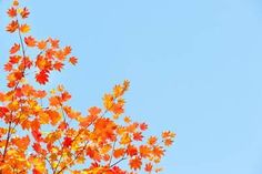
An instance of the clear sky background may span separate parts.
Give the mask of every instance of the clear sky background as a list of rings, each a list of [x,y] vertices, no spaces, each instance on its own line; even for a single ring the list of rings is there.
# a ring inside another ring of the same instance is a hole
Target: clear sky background
[[[164,174],[262,173],[260,0],[24,0],[32,33],[71,44],[77,68],[52,75],[72,105],[101,105],[131,81],[127,113],[178,137]],[[10,1],[0,1],[0,63]],[[2,78],[2,75],[1,75]]]

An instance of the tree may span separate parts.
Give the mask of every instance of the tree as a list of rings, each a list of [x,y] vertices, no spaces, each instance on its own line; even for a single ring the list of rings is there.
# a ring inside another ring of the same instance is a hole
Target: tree
[[[30,12],[18,0],[7,13],[11,19],[7,31],[18,34],[18,43],[4,64],[7,90],[0,92],[0,173],[160,172],[158,163],[175,134],[164,131],[161,137],[145,139],[148,124],[123,116],[129,81],[104,94],[103,108],[91,106],[87,114],[75,111],[63,85],[51,92],[41,90],[53,71],[62,71],[68,62],[77,64],[71,47],[29,35],[24,20]]]

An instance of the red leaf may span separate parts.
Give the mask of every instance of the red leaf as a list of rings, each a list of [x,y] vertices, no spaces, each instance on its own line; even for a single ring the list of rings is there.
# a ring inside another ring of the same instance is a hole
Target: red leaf
[[[63,146],[69,147],[69,146],[71,146],[72,142],[73,142],[73,140],[71,137],[66,136],[63,139]]]

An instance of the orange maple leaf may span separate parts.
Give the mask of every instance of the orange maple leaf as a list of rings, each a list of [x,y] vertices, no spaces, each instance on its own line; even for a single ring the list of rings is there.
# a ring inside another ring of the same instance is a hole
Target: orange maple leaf
[[[13,33],[18,28],[19,28],[18,20],[13,20],[11,21],[11,23],[7,25],[7,31]]]

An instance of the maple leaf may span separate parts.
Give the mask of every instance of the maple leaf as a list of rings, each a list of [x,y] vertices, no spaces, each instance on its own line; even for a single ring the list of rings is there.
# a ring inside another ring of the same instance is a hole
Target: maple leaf
[[[13,20],[11,21],[11,23],[7,25],[7,31],[13,33],[18,28],[19,28],[18,20]]]
[[[64,55],[68,55],[68,54],[71,53],[71,51],[72,51],[72,48],[68,45],[68,47],[66,47],[66,48],[63,49],[63,54],[64,54]]]
[[[10,49],[10,54],[14,54],[20,50],[20,44],[14,43],[13,47]]]
[[[42,141],[42,134],[39,132],[39,130],[32,130],[32,135],[37,142]]]
[[[61,63],[61,62],[56,62],[54,64],[53,64],[53,68],[54,68],[54,70],[58,70],[58,71],[61,71],[62,69],[63,69],[63,63]]]
[[[154,146],[153,150],[152,150],[152,153],[157,157],[162,157],[163,154],[164,154],[164,150],[163,150],[162,146]]]
[[[8,9],[8,16],[10,17],[10,18],[14,18],[14,17],[17,17],[17,9],[14,9],[13,7],[11,7],[10,9]]]
[[[46,84],[48,82],[48,79],[49,79],[48,71],[42,70],[36,74],[36,80],[40,84]]]
[[[30,14],[28,8],[23,8],[22,11],[20,12],[20,16],[24,19],[28,18],[28,16]]]
[[[153,168],[153,165],[151,163],[147,163],[144,166],[144,171],[151,173]]]
[[[135,141],[142,141],[142,140],[143,140],[142,132],[134,132],[134,133],[133,133],[133,140],[135,140]]]
[[[28,24],[21,24],[21,25],[20,25],[20,31],[21,31],[22,33],[29,32],[29,31],[30,31],[30,25],[28,25]]]
[[[97,106],[92,106],[88,111],[91,115],[98,115],[101,112],[101,109],[99,109]]]
[[[75,65],[78,63],[78,59],[75,57],[71,57],[69,58],[69,62],[73,65]]]
[[[73,142],[73,140],[71,137],[66,136],[63,139],[63,146],[69,147],[69,146],[71,146],[72,142]]]

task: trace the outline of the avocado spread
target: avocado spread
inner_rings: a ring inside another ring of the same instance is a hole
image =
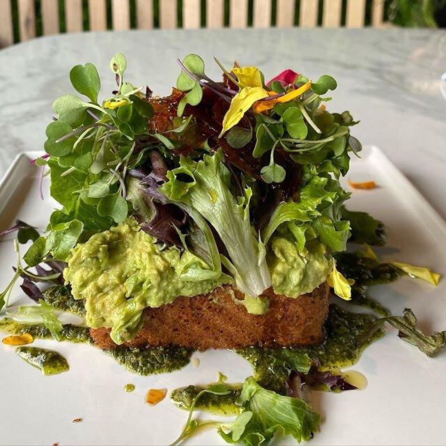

====================

● Problem: List each line of the rows above that contains the word "parts", reproducing those lines in full.

● Exercise result:
An instance of the clear sky background may span separate parts.
An instance of the tree may span separate parts.
An instance of the red leaf may span separate parts.
An instance of the orange maple leaf may span separate parts.
An instance of the maple leaf may span separate parts.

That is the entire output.